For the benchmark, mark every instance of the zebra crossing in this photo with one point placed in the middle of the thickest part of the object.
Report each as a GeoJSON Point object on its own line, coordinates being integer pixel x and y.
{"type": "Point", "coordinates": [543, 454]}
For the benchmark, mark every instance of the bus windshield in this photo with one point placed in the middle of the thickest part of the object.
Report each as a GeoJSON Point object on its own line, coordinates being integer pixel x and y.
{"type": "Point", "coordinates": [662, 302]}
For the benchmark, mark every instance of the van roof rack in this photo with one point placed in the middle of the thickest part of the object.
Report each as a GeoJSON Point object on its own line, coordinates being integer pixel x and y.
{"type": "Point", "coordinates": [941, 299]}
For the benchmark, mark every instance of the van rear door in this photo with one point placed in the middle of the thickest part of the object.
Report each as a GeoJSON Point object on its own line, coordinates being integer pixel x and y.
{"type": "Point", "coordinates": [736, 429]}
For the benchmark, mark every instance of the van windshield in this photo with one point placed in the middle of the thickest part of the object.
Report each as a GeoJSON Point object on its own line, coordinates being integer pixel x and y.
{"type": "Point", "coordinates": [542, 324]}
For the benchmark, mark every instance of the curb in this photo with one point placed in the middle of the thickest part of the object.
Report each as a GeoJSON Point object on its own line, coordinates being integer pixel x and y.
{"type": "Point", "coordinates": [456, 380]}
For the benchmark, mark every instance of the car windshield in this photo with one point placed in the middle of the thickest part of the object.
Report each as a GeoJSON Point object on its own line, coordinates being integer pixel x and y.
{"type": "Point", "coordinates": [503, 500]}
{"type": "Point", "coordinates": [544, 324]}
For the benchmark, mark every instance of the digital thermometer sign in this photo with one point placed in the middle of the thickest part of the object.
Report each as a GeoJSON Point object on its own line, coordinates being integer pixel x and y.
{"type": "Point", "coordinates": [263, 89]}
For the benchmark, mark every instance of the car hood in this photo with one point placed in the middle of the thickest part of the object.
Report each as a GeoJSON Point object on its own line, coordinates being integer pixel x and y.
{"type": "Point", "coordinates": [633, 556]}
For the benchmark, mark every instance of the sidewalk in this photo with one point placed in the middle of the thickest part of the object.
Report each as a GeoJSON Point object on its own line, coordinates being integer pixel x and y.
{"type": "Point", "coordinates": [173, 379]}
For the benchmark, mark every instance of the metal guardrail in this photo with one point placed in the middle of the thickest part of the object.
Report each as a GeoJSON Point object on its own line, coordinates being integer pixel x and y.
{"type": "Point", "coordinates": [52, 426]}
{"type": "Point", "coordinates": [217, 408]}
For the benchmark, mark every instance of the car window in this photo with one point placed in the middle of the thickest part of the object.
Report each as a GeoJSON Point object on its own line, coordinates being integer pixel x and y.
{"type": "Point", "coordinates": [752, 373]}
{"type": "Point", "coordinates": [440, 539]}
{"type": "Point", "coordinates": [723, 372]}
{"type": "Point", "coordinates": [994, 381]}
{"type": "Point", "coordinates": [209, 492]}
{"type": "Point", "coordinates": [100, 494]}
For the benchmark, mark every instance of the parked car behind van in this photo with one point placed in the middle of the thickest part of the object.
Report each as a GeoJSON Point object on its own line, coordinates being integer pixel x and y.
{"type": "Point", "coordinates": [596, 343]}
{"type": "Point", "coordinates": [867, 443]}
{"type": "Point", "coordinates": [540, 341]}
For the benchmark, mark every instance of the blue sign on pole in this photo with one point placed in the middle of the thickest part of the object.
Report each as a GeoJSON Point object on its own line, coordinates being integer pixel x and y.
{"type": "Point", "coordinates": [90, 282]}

---------------

Repeat every entry exactly, please.

For the benchmark, mark every instance of the zebra crossing in this photo with one point placed in the middle of the thickest part of the object.
Report each as a GeoJSON Point object on its own line, coordinates being integer pixel x and y.
{"type": "Point", "coordinates": [543, 454]}
For the benchmark, mark every instance of the bus windshield in this photo with one point placed in the middle of the thickest part of the object.
Report each as a GeoJSON Point object on its own line, coordinates being integer pixel x and y.
{"type": "Point", "coordinates": [662, 302]}
For the benchmark, mark every instance of the van roof rack in this photo with one point placed in the middle of the thickest part of the object.
Report each as a GeoJSON Point object on its own line, coordinates being integer pixel x and y.
{"type": "Point", "coordinates": [941, 299]}
For the benchmark, mark every instance of the van rear door in this photo with one point placed in the middle of the thickest part of the object.
Report each as a GeoJSON Point object on its own line, coordinates being integer pixel x and y.
{"type": "Point", "coordinates": [736, 429]}
For the benchmark, mark every instance of the van windshield in this photo with one point placed in the middle of the thickest part of the object.
Report each as a GeoJSON Point object on its own line, coordinates being integer pixel x and y.
{"type": "Point", "coordinates": [542, 324]}
For the benchmark, mark every instance of the curb in this photo with one point placed in the middle of the thickest part of the object.
Report each as a GeoJSON Point object on its own line, coordinates being integer pixel x and y.
{"type": "Point", "coordinates": [456, 380]}
For the benchmark, mark every instance of the car windshield in this photo with one point placed in the middle of the thickest part of the object.
Report each as a GeoJSON Point object on its own line, coordinates being integer pixel x and y.
{"type": "Point", "coordinates": [503, 500]}
{"type": "Point", "coordinates": [544, 324]}
For the benchmark, mark every instance of the digital thermometer sign in this photo with one point placed in the middle of the thickest part of the object.
Report each as a GeoJSON Point object on its own line, coordinates being integer pixel x and y.
{"type": "Point", "coordinates": [263, 89]}
For the benchmark, mark every instance of the car hood in this photo with one point placed in the middle of the thickest part of the object.
Report each as a GeoJSON Point object on its own line, coordinates being integer pixel x and y.
{"type": "Point", "coordinates": [633, 556]}
For the benchmark, mark every instance of the sidewalk in this photo with one point placed in the middle of the thickest part of the object.
Report each as a GeoJSON Point object on its own line, coordinates being integer pixel x and y.
{"type": "Point", "coordinates": [173, 379]}
For the benchmark, mark every instance of the metal guardrail in this photo with one point placed in the middle of the thickest part of the object.
Report each as a GeoJSON Point object on its own line, coordinates being integer pixel x and y.
{"type": "Point", "coordinates": [52, 426]}
{"type": "Point", "coordinates": [217, 408]}
For the benchmark, mark every instance of the car window in this photo with one point placed in the middle of the thickest part of the object.
Report each as a GeoJSON Point object on its own line, coordinates being integer pixel x and y.
{"type": "Point", "coordinates": [752, 373]}
{"type": "Point", "coordinates": [440, 539]}
{"type": "Point", "coordinates": [723, 372]}
{"type": "Point", "coordinates": [994, 381]}
{"type": "Point", "coordinates": [209, 492]}
{"type": "Point", "coordinates": [100, 494]}
For the benchmark, mark every instance of the parked car behind van in this photo with one point placed in the middle of the thickest part of the object.
Report each as a GeoJSON Point object on its own line, coordinates being integer pixel x and y.
{"type": "Point", "coordinates": [596, 343]}
{"type": "Point", "coordinates": [867, 443]}
{"type": "Point", "coordinates": [540, 341]}
For the benchmark, mark every instance of the blue sign on pole in this photo with one point placed in the middle of the thickest part of the object.
Report each as a GeoJSON Point object on its own line, coordinates being integer pixel x and y.
{"type": "Point", "coordinates": [90, 282]}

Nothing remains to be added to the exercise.